(Collection entries)
Content starts
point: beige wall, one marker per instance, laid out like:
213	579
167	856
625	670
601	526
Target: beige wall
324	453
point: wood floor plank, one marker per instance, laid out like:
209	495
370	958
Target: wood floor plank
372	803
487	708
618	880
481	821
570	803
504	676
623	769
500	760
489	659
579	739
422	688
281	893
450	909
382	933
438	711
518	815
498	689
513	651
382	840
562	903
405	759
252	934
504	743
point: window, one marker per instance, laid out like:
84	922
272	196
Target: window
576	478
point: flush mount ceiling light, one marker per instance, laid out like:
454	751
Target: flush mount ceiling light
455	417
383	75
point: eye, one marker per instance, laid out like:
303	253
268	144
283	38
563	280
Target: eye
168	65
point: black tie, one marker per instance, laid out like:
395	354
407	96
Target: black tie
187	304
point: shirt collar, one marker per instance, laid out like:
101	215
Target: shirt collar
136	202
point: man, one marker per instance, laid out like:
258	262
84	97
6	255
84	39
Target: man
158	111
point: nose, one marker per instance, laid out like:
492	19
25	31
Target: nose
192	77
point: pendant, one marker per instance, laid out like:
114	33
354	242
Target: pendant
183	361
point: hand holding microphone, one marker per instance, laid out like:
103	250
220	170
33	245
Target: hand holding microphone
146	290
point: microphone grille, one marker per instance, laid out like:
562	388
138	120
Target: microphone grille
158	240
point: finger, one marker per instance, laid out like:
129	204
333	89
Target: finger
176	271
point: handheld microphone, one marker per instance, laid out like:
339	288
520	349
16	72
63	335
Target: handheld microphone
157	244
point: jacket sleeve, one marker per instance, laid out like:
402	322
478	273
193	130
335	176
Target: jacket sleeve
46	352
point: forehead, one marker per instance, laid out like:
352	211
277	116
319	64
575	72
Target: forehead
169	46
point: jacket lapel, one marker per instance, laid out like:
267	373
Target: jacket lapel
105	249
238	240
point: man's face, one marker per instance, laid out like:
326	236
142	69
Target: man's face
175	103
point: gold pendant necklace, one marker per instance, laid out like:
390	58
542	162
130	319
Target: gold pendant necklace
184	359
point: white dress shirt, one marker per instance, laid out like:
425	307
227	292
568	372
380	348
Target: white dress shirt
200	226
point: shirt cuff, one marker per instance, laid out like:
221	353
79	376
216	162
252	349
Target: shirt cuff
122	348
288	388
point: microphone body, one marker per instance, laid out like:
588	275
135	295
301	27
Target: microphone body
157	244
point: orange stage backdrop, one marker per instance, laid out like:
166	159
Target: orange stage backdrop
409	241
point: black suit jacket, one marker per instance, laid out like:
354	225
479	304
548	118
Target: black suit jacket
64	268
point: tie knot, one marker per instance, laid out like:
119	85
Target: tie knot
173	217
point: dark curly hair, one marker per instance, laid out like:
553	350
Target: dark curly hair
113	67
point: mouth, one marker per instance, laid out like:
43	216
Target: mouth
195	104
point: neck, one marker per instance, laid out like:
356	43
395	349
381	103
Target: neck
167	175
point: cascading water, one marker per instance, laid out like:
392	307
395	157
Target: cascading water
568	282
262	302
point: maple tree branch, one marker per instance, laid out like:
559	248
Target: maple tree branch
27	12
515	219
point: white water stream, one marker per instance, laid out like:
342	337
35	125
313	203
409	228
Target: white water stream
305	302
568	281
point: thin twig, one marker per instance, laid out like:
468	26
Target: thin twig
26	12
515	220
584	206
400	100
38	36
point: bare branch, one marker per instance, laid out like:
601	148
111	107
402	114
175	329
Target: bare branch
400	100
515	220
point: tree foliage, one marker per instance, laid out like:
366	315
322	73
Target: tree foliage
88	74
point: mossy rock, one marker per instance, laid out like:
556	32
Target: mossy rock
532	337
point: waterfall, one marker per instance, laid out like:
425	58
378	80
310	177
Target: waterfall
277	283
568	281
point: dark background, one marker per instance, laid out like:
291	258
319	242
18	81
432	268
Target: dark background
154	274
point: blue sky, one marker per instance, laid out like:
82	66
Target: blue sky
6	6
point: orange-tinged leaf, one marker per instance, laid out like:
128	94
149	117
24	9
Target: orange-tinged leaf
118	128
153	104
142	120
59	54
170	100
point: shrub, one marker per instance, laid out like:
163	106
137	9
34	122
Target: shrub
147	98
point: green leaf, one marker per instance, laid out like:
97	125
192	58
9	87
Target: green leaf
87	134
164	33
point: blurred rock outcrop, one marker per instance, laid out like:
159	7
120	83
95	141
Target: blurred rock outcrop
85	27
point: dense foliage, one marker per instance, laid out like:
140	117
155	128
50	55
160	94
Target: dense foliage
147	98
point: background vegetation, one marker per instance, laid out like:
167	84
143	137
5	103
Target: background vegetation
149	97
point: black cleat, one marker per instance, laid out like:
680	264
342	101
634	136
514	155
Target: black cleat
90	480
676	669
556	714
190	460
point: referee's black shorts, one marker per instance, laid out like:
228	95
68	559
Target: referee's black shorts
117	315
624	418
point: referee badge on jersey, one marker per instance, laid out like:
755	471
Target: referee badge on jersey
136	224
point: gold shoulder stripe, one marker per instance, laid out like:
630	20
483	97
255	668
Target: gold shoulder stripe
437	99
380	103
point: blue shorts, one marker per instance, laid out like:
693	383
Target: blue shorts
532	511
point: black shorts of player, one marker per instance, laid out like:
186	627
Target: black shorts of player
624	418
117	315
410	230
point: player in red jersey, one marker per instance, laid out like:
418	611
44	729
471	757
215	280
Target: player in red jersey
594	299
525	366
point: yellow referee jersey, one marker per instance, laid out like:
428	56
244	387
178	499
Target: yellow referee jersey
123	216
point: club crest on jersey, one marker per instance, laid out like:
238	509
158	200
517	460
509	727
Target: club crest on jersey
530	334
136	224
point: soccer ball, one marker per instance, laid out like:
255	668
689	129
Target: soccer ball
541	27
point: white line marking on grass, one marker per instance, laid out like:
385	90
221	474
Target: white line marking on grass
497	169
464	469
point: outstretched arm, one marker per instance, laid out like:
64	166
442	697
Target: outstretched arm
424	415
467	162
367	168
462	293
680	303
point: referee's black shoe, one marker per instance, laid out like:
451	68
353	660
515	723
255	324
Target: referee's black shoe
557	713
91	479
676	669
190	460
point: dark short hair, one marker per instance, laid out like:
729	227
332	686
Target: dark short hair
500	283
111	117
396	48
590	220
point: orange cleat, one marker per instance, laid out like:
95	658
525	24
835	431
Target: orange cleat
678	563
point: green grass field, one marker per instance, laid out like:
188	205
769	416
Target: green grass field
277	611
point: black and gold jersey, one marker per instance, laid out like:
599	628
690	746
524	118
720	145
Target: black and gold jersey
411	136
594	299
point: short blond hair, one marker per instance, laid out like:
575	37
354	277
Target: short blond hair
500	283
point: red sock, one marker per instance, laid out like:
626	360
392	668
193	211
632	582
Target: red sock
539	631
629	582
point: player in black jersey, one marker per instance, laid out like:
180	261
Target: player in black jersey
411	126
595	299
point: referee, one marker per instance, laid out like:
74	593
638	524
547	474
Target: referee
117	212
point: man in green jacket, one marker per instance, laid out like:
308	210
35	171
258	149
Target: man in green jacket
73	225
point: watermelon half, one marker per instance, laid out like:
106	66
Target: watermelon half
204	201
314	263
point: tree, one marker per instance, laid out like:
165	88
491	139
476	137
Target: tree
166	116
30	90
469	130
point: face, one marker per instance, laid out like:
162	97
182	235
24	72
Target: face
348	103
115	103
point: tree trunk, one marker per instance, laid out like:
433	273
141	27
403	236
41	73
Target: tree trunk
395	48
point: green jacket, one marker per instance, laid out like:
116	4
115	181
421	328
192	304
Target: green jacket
Content ends
**Problem requirements:** Transcribe every record. Match each line exactly.

**Written answer:**
point: beige wall, one marker per instance, laid out like:
213	579
167	856
625	670
601	526
Target: beige wall
324	453
point: wood floor plank, one marker per instance, laid out like:
209	495
370	958
Target: wood floor plank
372	803
487	708
618	880
481	821
570	803
504	676
623	769
500	760
489	659
579	739
422	688
281	893
450	909
382	933
438	711
518	815
498	689
513	651
382	840
562	903
405	759
252	934
504	743
point: window, one marker per instance, laid out like:
84	922
272	196
Target: window
576	478
point: flush mount ceiling light, one marker per instance, laid out like:
454	751
Target: flush mount ceiling light
455	417
383	75
point: eye, one marker per instance, laid out like:
303	253
268	144
283	38
563	280
Target: eye
168	65
point: black tie, one marker per instance, laid out like:
395	354
407	96
Target: black tie
187	304
point: shirt collar, one marker per instance, laid out like:
101	215
Target: shirt collar
136	202
point: man, one marker per instance, laid out like:
258	262
84	97
6	255
84	39
Target: man
158	111
point: nose, one marker per instance, laid out like:
492	19
25	31
Target: nose
192	77
point: pendant, one marker per instance, laid out like:
114	33
354	242
Target: pendant
183	361
point: hand holding microphone, one marker per instance, laid out like:
103	250
220	170
33	245
Target: hand holding microphone
146	290
point: microphone grille, one marker per instance, laid out like:
562	388
138	120
Target: microphone grille
158	240
point: finger, one marker per instance, laid out like:
129	204
333	89
Target: finger
176	271
point: handheld microphone, one marker per instance, laid out like:
339	288
520	349
16	72
63	335
Target: handheld microphone
157	244
point: jacket sleeve, one marker per instance, laid out like:
402	322
478	273
193	130
335	176
Target: jacket sleeve
46	352
point: forehead, one marker per instance, laid out like:
352	211
277	116
319	64
575	72
Target: forehead
169	46
point: jacket lapel, one marker per instance, laid out like:
267	373
Target: jacket lapel
105	249
238	240
point: man's face, one marker per instance, laid out like:
326	236
142	69
Target: man's face
175	103
point: gold pendant necklace, one marker per instance, laid out like:
390	58
542	162
130	319
Target: gold pendant necklace
184	359
point: white dress shirt, one marker per instance, laid out like:
425	307
227	292
568	372
380	348
Target: white dress shirt
200	226
point: shirt cuff, one marker per instance, laid out like:
221	353
79	376
216	162
252	349
Target: shirt cuff
122	348
288	388
point: microphone body, one marker per instance, laid out like:
588	275
135	295
301	27
Target: microphone body
157	244
point: orange stage backdrop, one marker per instance, laid out like:
166	159
Target: orange stage backdrop
409	241
point: black suit jacket, one marker per instance, laid out like:
354	225
479	304
548	118
Target: black suit jacket
64	268
point: tie knot, one marker per instance, laid out like:
119	85
Target: tie knot
173	217
point: dark curly hair, one marker per instance, laid out like:
553	350
Target: dark curly hair
113	67
point: mouth, one marker per instance, laid out like:
43	216
Target: mouth
195	104
point: neck, one marker per instance, laid out like:
356	43
395	349
381	103
Target: neck
167	175
point: cascading water, one marker per instance, laid out like:
392	307
395	157
Target: cascading water
568	282
262	302
point: maple tree branch, one marker per instance, laid out like:
559	248
Target: maple tree branch
27	12
515	219
point: white water stream, one marker per instance, laid out like:
342	337
35	125
313	203
409	228
Target: white water stream
305	302
568	281
point: thin twig, one marker per instance, laid out like:
468	26
Target: thin twig
26	12
515	220
584	206
400	100
38	36
point: bare branch, one marker per instance, laid out like:
601	148
111	107
402	114
175	329
Target: bare branch
400	100
515	220
point: tree foliage, one marker per instance, laid out like:
366	315
322	73
Target: tree foliage
88	74
point: mossy rock, one marker per instance, laid out like:
556	32
Target: mossy rock
532	337
point: waterfall, one marker per instance, laid out like:
425	58
378	80
310	177
Target: waterfall
277	283
568	281
point: dark background, one marker per instance, laid out like:
291	258
319	242
18	81
432	268
Target: dark background
154	274
point: blue sky, one marker per instance, laid out like:
82	66
Target: blue sky
6	6
point: orange-tinged leaf, one marker per instance, laid out like:
128	94
149	117
24	9
Target: orange-tinged leaf
118	128
153	104
142	120
59	54
170	100
point: shrub, one marker per instance, laid out like:
163	106
137	9
34	122
Target: shrub
147	98
point: green leaf, one marker per instance, laid out like:
97	125
192	58
9	87
Target: green leaf
87	134
164	33
point: blurred rock outcrop, one marker per instance, laid out like:
159	7
120	83
95	141
Target: blurred rock outcrop
85	27
point: dense foliage, one marker per instance, laid out like:
140	117
155	128
50	55
160	94
Target: dense foliage
147	98
point: background vegetation, one marker per instance, laid out like:
167	84
143	137
5	103
Target: background vegetation
149	97
point: black cleat, one marker per instance, laid out like:
680	264
342	101
634	136
514	155
Target: black cleat
90	480
676	669
556	714
190	460
point: referee's black shorts, one marker per instance, laid out like:
228	95
68	559
Target: referee's black shorts
117	315
624	418
point: referee badge on jersey, one marker per instance, laid out like:
755	471
Target: referee badge on jersey
136	224
point: gold shoulder stripe, one marker per instance, laid out like:
630	20
483	97
255	668
Target: gold shoulder stripe
437	99
380	103
point: blue shorts, one marker per instance, laid out like:
693	383
Target: blue shorts
532	511
point: black shorts of player, one marker per instance, laid out like:
186	627
Target: black shorts of player
624	418
117	315
410	230
point: player in red jersey, one marker per instance, laid out like:
418	611
44	729
471	757
215	280
Target: player in red jersey
594	299
525	366
point: yellow referee jersey, one marker per instance, laid out like:
428	56
244	387
178	499
Target: yellow referee jersey
123	216
point: club crest on jersey, one marker per instance, laid out like:
238	509
158	200
517	460
509	727
Target: club crest on jersey
530	334
136	224
point: soccer ball, one marker per instance, laid out like:
255	668
689	129
Target: soccer ball
541	27
point: white line marking on grass, one marker per instance, laid out like:
385	90
221	474
Target: white line marking on grass
497	169
464	469
point: outstretched arm, one marker per instance, laid out like:
64	166
442	697
Target: outstretched arm
424	415
467	162
367	168
462	293
680	303
point: referee's black shoe, one marker per instance, laid out like:
451	68
353	660
515	723
255	324
Target: referee's black shoe
557	713
91	479
676	669
190	460
point: dark short hair, one marker per instance, laid out like:
729	227
332	686
Target: dark short hair
500	283
111	117
396	48
590	220
point: orange cleat, one marker per instance, laid out like:
95	658
525	24
835	431
Target: orange cleat
678	563
point: green grass field, one marker per instance, laid out like:
188	205
769	416
Target: green grass field
277	611
point: black and gold jersey, one marker per instance, laid out like:
599	628
690	746
524	118
720	145
Target: black and gold jersey
411	136
594	299
point: short blond hair, one marker per instance, laid out like:
575	37
354	277
Target: short blond hair
500	283
point: red sock, one marker per instance, laid out like:
626	360
392	668
193	211
632	582
Target: red sock
539	631
629	582
point: player in black jersey, one marker per instance, laid out like:
180	261
Target: player in black jersey
411	126
595	299
point: referee, one marker per instance, laid out like:
74	593
638	524
547	474
Target: referee
117	212
point: man in green jacket, one marker per instance, laid out like:
308	210
35	171
258	149
Target: man in green jacket
73	225
point: watermelon half, one marker per instance, laid out like:
106	66
Target: watermelon half
204	201
314	263
point: tree, one marker per instance, laid out like:
165	88
491	139
476	137
Target: tree
166	116
30	90
469	130
point: face, one marker per instance, laid out like:
162	97
182	235
24	72
Target: face
348	103
115	103
point: tree trunk, one marker per instance, laid out like:
433	273
141	27
403	236
41	73
Target: tree trunk
395	48
point: green jacket, one marker per instance, laid out like:
116	4
115	181
421	328
192	304
Target: green jacket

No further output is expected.